Dataset entries
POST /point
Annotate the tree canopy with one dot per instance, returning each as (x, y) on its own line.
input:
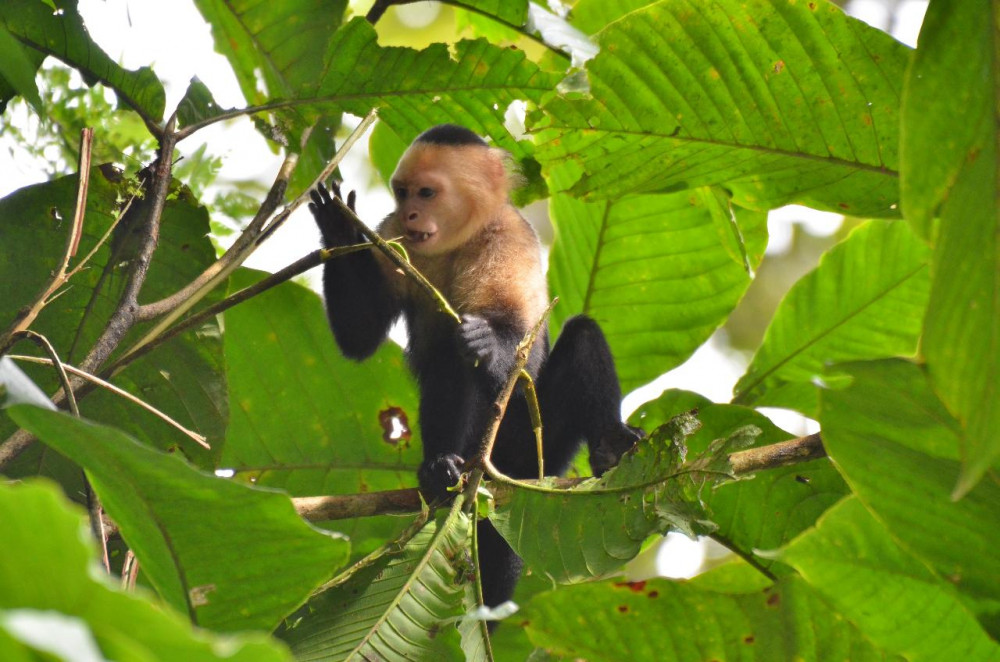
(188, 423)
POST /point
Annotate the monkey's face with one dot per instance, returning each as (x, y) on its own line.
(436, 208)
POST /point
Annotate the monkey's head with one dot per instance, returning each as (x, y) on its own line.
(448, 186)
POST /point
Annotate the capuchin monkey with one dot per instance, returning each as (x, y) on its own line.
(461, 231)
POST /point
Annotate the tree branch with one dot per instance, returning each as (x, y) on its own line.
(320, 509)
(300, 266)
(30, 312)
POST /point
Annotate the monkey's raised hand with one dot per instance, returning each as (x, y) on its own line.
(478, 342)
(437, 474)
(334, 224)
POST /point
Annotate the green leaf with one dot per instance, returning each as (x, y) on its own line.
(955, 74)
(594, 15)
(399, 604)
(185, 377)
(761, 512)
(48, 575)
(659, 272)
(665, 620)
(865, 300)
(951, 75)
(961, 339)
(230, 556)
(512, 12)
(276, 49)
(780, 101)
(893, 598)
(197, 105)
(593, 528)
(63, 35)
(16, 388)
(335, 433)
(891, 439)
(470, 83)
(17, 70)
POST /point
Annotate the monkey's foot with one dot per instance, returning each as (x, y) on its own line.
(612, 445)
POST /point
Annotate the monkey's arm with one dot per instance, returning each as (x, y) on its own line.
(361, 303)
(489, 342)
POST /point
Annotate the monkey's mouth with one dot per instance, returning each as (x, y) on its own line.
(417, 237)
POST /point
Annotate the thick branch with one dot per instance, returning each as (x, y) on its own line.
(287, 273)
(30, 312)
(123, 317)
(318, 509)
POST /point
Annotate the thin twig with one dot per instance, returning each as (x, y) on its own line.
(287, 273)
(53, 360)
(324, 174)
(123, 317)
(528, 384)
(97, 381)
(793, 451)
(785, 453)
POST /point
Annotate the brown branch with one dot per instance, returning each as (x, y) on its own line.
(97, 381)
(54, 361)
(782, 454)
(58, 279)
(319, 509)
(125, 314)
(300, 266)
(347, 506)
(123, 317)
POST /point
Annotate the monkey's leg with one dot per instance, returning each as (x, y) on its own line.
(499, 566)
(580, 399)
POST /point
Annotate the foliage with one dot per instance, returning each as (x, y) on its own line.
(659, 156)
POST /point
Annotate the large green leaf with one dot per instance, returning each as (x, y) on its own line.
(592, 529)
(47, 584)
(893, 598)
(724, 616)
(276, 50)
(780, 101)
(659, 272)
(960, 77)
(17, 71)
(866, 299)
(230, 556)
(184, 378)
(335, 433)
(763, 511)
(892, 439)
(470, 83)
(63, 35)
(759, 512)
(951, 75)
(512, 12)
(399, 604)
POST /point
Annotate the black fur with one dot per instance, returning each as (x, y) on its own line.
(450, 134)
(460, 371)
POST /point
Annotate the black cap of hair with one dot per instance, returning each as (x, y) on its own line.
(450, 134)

TASK OBJECTIVE
Would you give the records again exactly, dropping the pictures?

SOLVED PROBLEM
POST /point
Annotate the tree canopy with one dot per instance, returning each as (x, y) on its own line.
input:
(188, 423)
POST /point
Annotate the monkey's face with one dot per instance, returning each as (x, y) on its own line.
(436, 208)
POST /point
Annotate the monkey's head with one dot per instance, returning each as (x, y) on its own line.
(448, 186)
POST /point
Annotate the capuchin monkey with one dot per instance, returning each as (x, y) on its own line.
(461, 231)
POST /point
Annotate the tree branch with one dot per instance, returning each as (x, y) on its own line.
(320, 509)
(300, 266)
(30, 312)
POST /point
Annotate the monkey's raised hand with one dot per instance, returning each as (x, y) on its own line.
(478, 342)
(437, 474)
(334, 224)
POST /point
Annotate the green leaf with one dot per instance, returning each as (x, y) on its own line.
(955, 74)
(594, 15)
(399, 604)
(185, 377)
(761, 512)
(48, 575)
(659, 272)
(665, 620)
(865, 300)
(951, 75)
(961, 339)
(230, 556)
(512, 12)
(276, 49)
(780, 101)
(893, 598)
(197, 105)
(593, 528)
(63, 35)
(16, 388)
(335, 433)
(891, 439)
(470, 83)
(17, 70)
POST /point
Annotate the monkey's foot with one dot per instance, returning each as (x, y) on its own line.
(612, 445)
POST /point
Annotate the monkey's arm with one dot per instance, returning each as (x, y) on its own line.
(361, 303)
(489, 342)
POST /point
Annotate the monkey's mouth with one dot per instance, returning each as (x, y) on its own line.
(417, 237)
POST /point
Annotate the thick branch with one dot per instance, returning each as (x, y) on its own line.
(287, 273)
(30, 312)
(123, 317)
(318, 509)
POST /point
Annotate the thin twig with one dot per instance, returning each as (x, y) on its own line.
(287, 273)
(53, 360)
(324, 174)
(123, 317)
(528, 384)
(97, 381)
(793, 451)
(785, 453)
POST /point
Annotate the brown branch with one dot per instance, returning each as (x, y) on its own line.
(97, 381)
(54, 361)
(782, 454)
(58, 279)
(319, 509)
(125, 314)
(300, 266)
(347, 506)
(123, 317)
POST /point
Annotate the monkey's leg with one dot per instance, returning each as (x, y) on its own line.
(499, 566)
(580, 399)
POST /point
Annotate the foliage with one dot per instance, returning each as (x, y) on its own line.
(659, 156)
POST /point
Annotate the large green leaf with one dot per instance, returning each as (x, y) on its own line.
(592, 529)
(47, 584)
(893, 598)
(724, 616)
(276, 50)
(780, 101)
(659, 272)
(960, 77)
(17, 71)
(866, 299)
(230, 556)
(184, 378)
(335, 433)
(763, 511)
(892, 439)
(470, 83)
(63, 35)
(759, 512)
(951, 75)
(512, 12)
(399, 604)
POST /point
Annotate the black fur with one dot per instance, returning each as (x, y) on its own line.
(450, 134)
(460, 371)
POST /point
Annotate the black cap of hair with one dot per instance, returning each as (x, y) on its own line.
(450, 134)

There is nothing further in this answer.